REQUIRED ACTION: Would you please output the data exactly, omitting no line?

Data records:
Content starts

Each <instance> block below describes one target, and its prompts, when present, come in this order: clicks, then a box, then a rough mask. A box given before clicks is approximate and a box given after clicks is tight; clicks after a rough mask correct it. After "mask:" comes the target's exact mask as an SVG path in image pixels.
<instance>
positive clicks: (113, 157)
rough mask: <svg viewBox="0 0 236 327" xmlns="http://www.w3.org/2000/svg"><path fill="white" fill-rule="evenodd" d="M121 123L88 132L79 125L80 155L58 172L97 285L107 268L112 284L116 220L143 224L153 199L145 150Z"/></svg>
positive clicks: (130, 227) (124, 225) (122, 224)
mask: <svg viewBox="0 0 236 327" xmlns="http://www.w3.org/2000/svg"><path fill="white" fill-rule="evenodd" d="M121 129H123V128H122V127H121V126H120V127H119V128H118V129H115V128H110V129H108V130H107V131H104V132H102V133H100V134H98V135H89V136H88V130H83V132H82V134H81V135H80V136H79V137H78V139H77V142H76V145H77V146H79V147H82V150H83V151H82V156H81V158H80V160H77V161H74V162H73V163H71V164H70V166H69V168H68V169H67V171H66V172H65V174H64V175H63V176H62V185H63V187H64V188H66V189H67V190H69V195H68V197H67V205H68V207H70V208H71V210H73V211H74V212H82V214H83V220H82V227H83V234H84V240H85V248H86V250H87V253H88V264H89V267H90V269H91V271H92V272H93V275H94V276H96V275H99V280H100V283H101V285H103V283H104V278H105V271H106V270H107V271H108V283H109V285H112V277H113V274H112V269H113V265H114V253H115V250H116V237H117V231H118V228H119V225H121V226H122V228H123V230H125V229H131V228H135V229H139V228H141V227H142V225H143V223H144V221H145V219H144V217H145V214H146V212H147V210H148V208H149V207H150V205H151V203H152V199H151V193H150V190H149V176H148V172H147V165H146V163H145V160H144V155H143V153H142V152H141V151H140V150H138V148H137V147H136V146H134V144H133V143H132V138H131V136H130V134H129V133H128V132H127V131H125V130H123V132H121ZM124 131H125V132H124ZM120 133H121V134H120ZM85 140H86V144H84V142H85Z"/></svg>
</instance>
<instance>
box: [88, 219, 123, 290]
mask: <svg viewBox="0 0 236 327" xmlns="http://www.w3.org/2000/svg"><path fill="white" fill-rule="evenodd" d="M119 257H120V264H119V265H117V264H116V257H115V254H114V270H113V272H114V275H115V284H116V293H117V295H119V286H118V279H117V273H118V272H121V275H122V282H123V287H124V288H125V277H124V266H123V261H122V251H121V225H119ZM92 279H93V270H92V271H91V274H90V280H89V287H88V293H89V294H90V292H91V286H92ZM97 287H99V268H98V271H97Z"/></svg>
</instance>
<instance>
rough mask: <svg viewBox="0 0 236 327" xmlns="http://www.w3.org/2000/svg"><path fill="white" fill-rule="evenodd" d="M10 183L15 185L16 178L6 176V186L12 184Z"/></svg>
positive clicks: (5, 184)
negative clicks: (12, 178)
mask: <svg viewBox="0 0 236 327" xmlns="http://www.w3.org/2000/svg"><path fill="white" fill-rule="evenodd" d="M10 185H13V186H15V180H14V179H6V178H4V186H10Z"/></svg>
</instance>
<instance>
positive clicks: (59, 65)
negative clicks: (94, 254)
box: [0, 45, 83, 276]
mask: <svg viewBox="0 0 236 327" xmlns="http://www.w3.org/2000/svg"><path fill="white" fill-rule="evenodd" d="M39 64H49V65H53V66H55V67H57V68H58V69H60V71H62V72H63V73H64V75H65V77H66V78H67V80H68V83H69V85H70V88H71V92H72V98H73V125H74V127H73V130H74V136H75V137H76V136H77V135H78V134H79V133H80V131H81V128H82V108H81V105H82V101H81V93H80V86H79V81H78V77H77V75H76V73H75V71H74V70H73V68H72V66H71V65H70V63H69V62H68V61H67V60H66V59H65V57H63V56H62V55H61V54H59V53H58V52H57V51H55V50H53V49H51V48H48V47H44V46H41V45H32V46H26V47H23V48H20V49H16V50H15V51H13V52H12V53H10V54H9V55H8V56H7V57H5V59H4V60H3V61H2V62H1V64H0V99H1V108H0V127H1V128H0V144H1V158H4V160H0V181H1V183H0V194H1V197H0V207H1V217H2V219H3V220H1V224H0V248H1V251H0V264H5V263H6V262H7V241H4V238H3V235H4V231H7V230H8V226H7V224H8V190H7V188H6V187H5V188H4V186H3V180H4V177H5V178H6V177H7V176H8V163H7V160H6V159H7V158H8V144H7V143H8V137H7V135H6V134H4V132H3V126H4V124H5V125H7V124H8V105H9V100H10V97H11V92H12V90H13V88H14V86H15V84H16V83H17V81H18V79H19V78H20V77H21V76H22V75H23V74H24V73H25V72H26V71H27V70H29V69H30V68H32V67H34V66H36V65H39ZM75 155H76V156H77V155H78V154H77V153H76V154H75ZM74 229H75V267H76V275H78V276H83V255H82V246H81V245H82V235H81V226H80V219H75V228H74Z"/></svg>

Content ends

RESULT OF THIS EXERCISE:
Each <instance> block below describes one target, and its prompts, when present, come in this order: clicks, then a box, then a rough mask. A box given before clicks is approximate and a box given after clicks is tight; clicks after a rough mask correct it. After "mask:" comes the target's exact mask as an SVG path in image pixels.
<instance>
positive clicks: (113, 157)
rough mask: <svg viewBox="0 0 236 327" xmlns="http://www.w3.org/2000/svg"><path fill="white" fill-rule="evenodd" d="M121 123L88 132L79 125L80 155L58 172L97 285L107 268L112 284L116 220L143 224L153 199L145 150Z"/></svg>
positive clicks: (130, 227) (124, 225) (122, 224)
mask: <svg viewBox="0 0 236 327" xmlns="http://www.w3.org/2000/svg"><path fill="white" fill-rule="evenodd" d="M121 129H123V128H122V127H121V126H120V127H119V128H118V129H115V128H110V129H108V130H107V131H104V132H102V133H100V134H98V135H89V136H88V130H83V132H82V134H81V135H80V136H79V137H78V139H77V142H76V145H77V146H79V147H82V150H83V151H82V156H81V158H80V160H77V161H74V162H73V163H71V164H70V166H69V168H68V169H67V171H66V172H65V174H64V175H63V176H62V185H63V187H64V188H66V189H67V190H69V195H68V197H67V205H68V207H70V208H71V210H73V211H74V212H82V214H83V220H82V227H83V234H84V240H85V248H86V250H87V253H88V264H89V267H90V269H91V271H92V272H93V275H94V276H96V275H99V280H100V283H101V285H103V283H104V278H105V271H106V270H107V271H108V283H109V285H112V277H113V274H112V269H113V265H114V253H115V250H116V237H117V231H118V228H119V225H121V226H122V228H123V230H125V229H131V228H135V229H139V228H141V227H142V225H143V223H144V221H145V219H144V217H145V214H146V212H147V210H148V208H149V207H150V205H151V203H152V199H151V193H150V190H149V176H148V172H147V165H146V163H145V160H144V155H143V153H142V152H141V151H140V150H138V148H137V147H136V146H134V144H133V143H132V138H131V136H130V134H129V133H128V132H127V131H125V130H123V132H121ZM124 131H125V132H124ZM120 133H121V134H120ZM85 140H86V144H84V142H85Z"/></svg>
</instance>
<instance>
box: [88, 219, 123, 290]
mask: <svg viewBox="0 0 236 327" xmlns="http://www.w3.org/2000/svg"><path fill="white" fill-rule="evenodd" d="M119 257H120V264H119V265H117V264H116V257H115V254H114V270H113V272H114V275H115V284H116V293H117V295H119V286H118V279H117V273H118V272H121V275H122V282H123V287H124V288H125V277H124V266H123V261H122V251H121V225H119ZM92 279H93V270H92V271H91V274H90V280H89V287H88V293H89V294H90V292H91V286H92ZM97 287H99V268H98V271H97Z"/></svg>
</instance>
<instance>
rough mask: <svg viewBox="0 0 236 327" xmlns="http://www.w3.org/2000/svg"><path fill="white" fill-rule="evenodd" d="M10 183L15 185L16 178L6 176V186L12 184Z"/></svg>
positive clicks: (5, 184)
negative clicks: (12, 178)
mask: <svg viewBox="0 0 236 327" xmlns="http://www.w3.org/2000/svg"><path fill="white" fill-rule="evenodd" d="M10 185H13V186H15V180H14V179H6V178H4V186H10Z"/></svg>
</instance>
<instance>
positive clicks: (59, 65)
negative clicks: (94, 254)
box: [0, 45, 83, 276]
mask: <svg viewBox="0 0 236 327" xmlns="http://www.w3.org/2000/svg"><path fill="white" fill-rule="evenodd" d="M39 64H49V65H53V66H55V67H57V68H58V69H60V71H62V72H63V73H64V75H65V77H66V78H67V80H68V83H69V85H70V88H71V92H72V98H73V125H74V127H73V130H74V136H75V137H76V136H77V135H78V134H79V133H80V131H81V128H82V108H81V105H82V101H81V93H80V86H79V81H78V77H77V75H76V73H75V71H74V70H73V68H72V66H71V65H70V63H69V62H68V61H67V60H66V59H65V57H63V56H62V55H61V54H59V53H58V52H57V51H55V50H53V49H51V48H48V47H44V46H41V45H32V46H26V47H23V48H20V49H16V50H15V51H13V52H12V53H10V54H9V55H8V56H7V57H5V59H4V60H3V61H2V62H1V64H0V99H1V108H0V127H1V128H0V144H1V158H4V160H0V181H1V183H0V194H1V197H0V207H1V217H2V219H3V220H1V224H0V248H1V251H0V264H5V263H6V262H7V241H4V238H3V235H4V231H7V230H8V226H7V224H8V190H7V188H6V187H5V188H4V186H3V180H4V177H5V178H6V177H7V176H8V163H7V160H6V159H7V158H8V144H7V143H8V137H7V135H6V134H4V132H3V126H4V124H5V125H7V124H8V105H9V100H10V97H11V92H12V90H13V88H14V86H15V84H16V83H17V81H18V79H19V78H20V77H21V76H22V75H23V74H24V73H25V72H26V71H27V70H29V69H30V68H32V67H34V66H36V65H39ZM75 155H76V156H77V155H78V154H77V153H76V154H75ZM74 229H75V267H76V275H78V276H83V255H82V246H81V245H82V235H81V226H80V219H75V228H74Z"/></svg>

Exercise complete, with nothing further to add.